YOUR TASK: Everything from the line holding "Q: In the photo above, point to the bison walking" through the final line of the records is to be transcribed exactly, except pictures, and nothing beyond that.

AVAILABLE DATA:
------

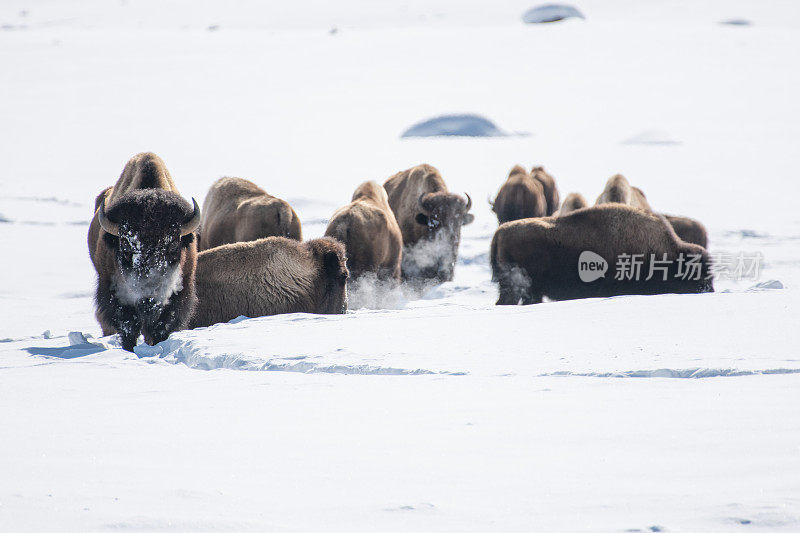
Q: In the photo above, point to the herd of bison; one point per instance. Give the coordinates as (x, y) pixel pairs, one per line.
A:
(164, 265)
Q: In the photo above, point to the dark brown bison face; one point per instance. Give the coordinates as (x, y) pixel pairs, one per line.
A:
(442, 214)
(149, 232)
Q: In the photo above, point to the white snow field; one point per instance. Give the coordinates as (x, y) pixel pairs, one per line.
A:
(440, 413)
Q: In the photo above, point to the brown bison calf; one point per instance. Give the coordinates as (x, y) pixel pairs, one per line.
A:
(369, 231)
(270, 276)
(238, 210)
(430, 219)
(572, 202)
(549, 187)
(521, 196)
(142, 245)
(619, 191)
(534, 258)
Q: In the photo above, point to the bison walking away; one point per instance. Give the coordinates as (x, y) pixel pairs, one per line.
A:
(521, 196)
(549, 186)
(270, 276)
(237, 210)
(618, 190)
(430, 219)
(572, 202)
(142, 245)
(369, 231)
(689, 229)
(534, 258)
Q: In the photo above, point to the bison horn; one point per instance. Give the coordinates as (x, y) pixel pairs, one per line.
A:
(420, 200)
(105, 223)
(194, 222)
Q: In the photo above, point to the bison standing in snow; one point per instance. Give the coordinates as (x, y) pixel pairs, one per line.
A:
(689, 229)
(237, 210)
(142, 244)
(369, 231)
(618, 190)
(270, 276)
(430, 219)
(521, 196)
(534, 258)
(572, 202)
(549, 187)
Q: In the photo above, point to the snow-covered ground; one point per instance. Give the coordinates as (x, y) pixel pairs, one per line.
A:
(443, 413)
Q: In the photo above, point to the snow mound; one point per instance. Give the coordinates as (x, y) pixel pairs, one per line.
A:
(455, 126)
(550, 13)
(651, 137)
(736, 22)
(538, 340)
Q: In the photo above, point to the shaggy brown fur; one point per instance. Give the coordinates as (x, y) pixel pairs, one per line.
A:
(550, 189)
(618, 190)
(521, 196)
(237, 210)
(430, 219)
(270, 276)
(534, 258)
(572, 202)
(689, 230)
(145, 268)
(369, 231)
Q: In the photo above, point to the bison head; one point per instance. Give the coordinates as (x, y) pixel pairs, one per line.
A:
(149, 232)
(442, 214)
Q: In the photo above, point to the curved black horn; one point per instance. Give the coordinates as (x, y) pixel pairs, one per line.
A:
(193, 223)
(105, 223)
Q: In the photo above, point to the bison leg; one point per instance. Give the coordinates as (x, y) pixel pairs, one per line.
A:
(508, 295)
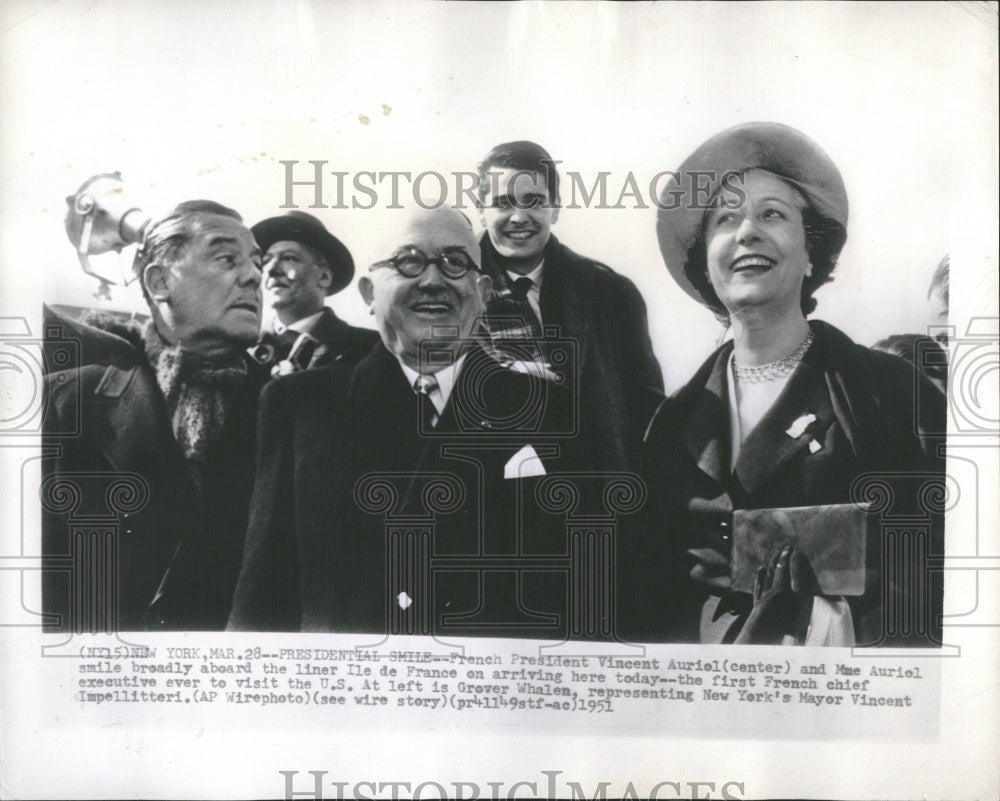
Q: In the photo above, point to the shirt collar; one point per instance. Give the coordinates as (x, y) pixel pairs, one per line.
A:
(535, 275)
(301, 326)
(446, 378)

------

ANSWER FOR THIS EXERCISE:
Q: In the photo above, point to the bison walking away; one point per instance. Give the coordinates as (x, y) pixel pairs, one per line.
A:
(521, 196)
(549, 186)
(270, 276)
(237, 210)
(618, 190)
(430, 219)
(572, 202)
(142, 245)
(369, 231)
(689, 229)
(534, 258)
Q: In the photo above, point to the bison horn; one point per instance. Give the coordinates as (x, y) pixel pairs, one per line.
A:
(420, 200)
(105, 223)
(194, 222)
Q: In the photo above, point to the bison standing in snow; one point per instance. Give the coordinates as (x, y) pixel pairs, one per line.
A:
(689, 229)
(237, 210)
(142, 244)
(369, 231)
(618, 190)
(270, 276)
(430, 219)
(521, 196)
(534, 258)
(572, 202)
(549, 187)
Q: In the photo above, point to the snow-covered ground; one point per instance. Give the coordinates as (x, y) pixel pairs, one per line.
A:
(443, 413)
Q: In the photo above, point to the snow mound; one point per instance. Give the coordinates as (x, y) pixel pairs, one per line.
A:
(455, 126)
(550, 13)
(651, 137)
(736, 22)
(538, 340)
Q: In the photo above, point to the shaggy brown fur; one point per instance. Give the coordinates as (x, y) pixel pairs, one per line.
A:
(550, 189)
(618, 190)
(521, 196)
(237, 210)
(430, 219)
(270, 276)
(534, 258)
(572, 202)
(689, 230)
(145, 268)
(369, 231)
Q: In the photo above, point to the bison head; one point per instance. Give the coordinates as (x, y) pixel pairs, one per line.
A:
(149, 232)
(442, 214)
Q: In the photo above, point to the curved black horn; one point per instance. Give the coordinates as (x, y) pixel pairs, one per line.
A:
(193, 223)
(105, 223)
Q: In the photo above, point to the bison leg; one point per instance. Give the coordinates as (x, y) pixel pairs, one per line.
A:
(508, 295)
Q: In the photo above, point to the shirt collar; one point per instance. Give the coordinates as (x, y) pixel pairs, one per line.
A:
(535, 275)
(301, 326)
(446, 378)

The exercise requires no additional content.